Make an exact copy of all the material below, apart from the pictures.
---- Input
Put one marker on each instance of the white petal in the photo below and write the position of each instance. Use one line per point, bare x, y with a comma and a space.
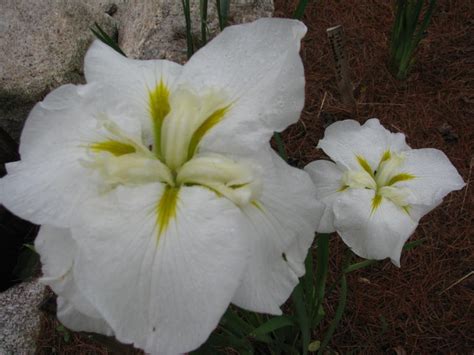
345, 140
164, 295
284, 222
103, 64
257, 66
50, 182
372, 235
79, 322
130, 80
57, 251
326, 177
435, 176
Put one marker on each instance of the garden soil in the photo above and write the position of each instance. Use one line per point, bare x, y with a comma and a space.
426, 305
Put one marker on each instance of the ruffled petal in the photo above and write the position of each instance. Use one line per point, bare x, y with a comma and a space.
372, 234
282, 226
104, 65
258, 68
50, 181
136, 82
326, 177
57, 251
434, 174
345, 140
73, 319
163, 289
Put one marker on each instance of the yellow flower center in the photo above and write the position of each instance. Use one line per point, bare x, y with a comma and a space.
179, 120
383, 180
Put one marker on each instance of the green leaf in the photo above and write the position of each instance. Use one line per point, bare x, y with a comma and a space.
299, 12
272, 324
322, 267
203, 11
223, 7
104, 37
302, 316
189, 35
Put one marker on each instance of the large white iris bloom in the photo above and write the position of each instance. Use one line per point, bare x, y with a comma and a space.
160, 198
378, 188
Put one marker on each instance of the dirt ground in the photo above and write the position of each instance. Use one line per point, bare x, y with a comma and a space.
426, 306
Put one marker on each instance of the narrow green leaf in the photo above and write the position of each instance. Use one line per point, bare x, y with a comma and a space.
308, 282
272, 324
105, 38
223, 7
189, 35
303, 319
299, 12
322, 267
203, 10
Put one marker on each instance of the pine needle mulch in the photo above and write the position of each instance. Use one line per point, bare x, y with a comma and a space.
426, 306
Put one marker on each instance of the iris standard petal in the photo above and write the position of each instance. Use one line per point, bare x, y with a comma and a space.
57, 251
143, 84
327, 178
345, 141
162, 289
258, 68
372, 234
282, 224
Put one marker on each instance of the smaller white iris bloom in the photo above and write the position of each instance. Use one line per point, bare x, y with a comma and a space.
378, 188
160, 199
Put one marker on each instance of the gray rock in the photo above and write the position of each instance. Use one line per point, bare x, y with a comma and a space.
157, 29
20, 318
43, 42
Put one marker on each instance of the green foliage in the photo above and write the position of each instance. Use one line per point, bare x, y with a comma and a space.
108, 40
407, 32
299, 12
189, 35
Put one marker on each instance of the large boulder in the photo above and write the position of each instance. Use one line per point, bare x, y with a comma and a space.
42, 43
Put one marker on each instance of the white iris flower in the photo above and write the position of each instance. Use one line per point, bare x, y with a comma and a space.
160, 198
378, 188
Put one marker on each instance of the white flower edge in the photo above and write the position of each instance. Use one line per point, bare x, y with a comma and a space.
381, 232
50, 187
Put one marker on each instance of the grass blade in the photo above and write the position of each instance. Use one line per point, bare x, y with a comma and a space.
303, 320
203, 10
189, 35
105, 38
223, 7
299, 12
322, 266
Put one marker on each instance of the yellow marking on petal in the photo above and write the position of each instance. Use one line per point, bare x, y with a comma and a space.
--------
> [Right answer]
Put one marker on each instance of the white petal in the photo below and write the position of each instance. Use one line per point, bare x, y with a comma and a space.
345, 140
164, 295
284, 222
103, 64
257, 66
50, 182
372, 235
79, 322
130, 80
57, 251
326, 177
435, 176
Put one marker on each instance of the garden soil in the photo above and write the position of each instance. Use one line per point, bare x, y with a comma and a space.
426, 305
Put one marker on each instance of the ruffled petal in the photo above and write the position of each instance. Use one line per point, bare x, y with a comma and a space.
372, 234
282, 226
104, 65
258, 68
50, 181
136, 82
326, 177
57, 251
434, 174
345, 140
73, 319
163, 289
Put one marker on each instance of the yellow flower center in the photo above and write the position of each instance. Use one line per point, bare x, y with a comma and a space.
179, 120
383, 180
Put one marker on each instance of the green leaf in the photo above and write the position of each instance. Use one line per point, bare x, y with a comma and a space.
299, 12
272, 324
322, 267
203, 11
223, 7
104, 37
302, 316
189, 35
Put one marker on each instance of the large white iris bloom in the photo above and write the position of each instance. Use one line per point, bare x, y with a comma and a space.
160, 198
378, 188
Put one marker on each instance of the dirt ground in the photo above and write the position of each instance. Use one line per point, bare x, y with a comma and a space.
426, 306
Put one marker on each instance of the narrow green leaf in the photo above and write the position of each instance. Use one line per point, bare x, y with a comma and a space.
308, 282
272, 324
105, 38
223, 7
189, 35
303, 319
299, 12
322, 267
203, 10
Put one marker on each instance of the pine needle mulch in the photo above and write the position of each instance. Use one line per point, bare x, y with a comma and a space.
426, 306
Put one marker on each instance of the iris standard petal in the photo above and write the position of each instance. Use one line per point, bare x, y with a comma and a space.
57, 251
143, 84
327, 178
345, 141
162, 289
258, 68
372, 234
282, 224
Put one marker on each instance of the smaller white iris bloom in the photo above and write the position of each instance. Use one line per point, bare x, y with a comma and a space.
378, 188
160, 199
Put one marker on each instance of the gray rock in the photo above and write the position of each instance. Use one line per point, bare x, y with a comma and a space.
157, 29
20, 318
43, 42
Put one marker on each instance of the green foliage in the photo above and write the position of each instance. Use one line per point, bare x, y with a comma and a space.
108, 40
407, 32
299, 12
189, 35
Put one marker on each instance of the large boulder in the photo above and write the position of each instance. Use one line per point, bare x, y with a comma and a space.
42, 43
Put one marker on each instance of the white iris flower in the photo above and write the position of each instance. Use one line per point, bare x, y with a comma and a space.
160, 198
378, 188
Put one marker on each instance of the white flower edge in the photo above and write the position of each instance. Use one line per point, bare x, y with a comma and a space.
381, 232
50, 187
Put one marker on each instance of the grass blade in the photo above and write the position of each instance. Use one line per point, bare x, y with a comma and a space.
303, 320
203, 10
189, 35
105, 38
223, 7
299, 12
322, 266
Put one marker on each instance of the yellow marking on petal in the photo above and write the position of each instance. Use one line per point, bare x, y with a comma and a space.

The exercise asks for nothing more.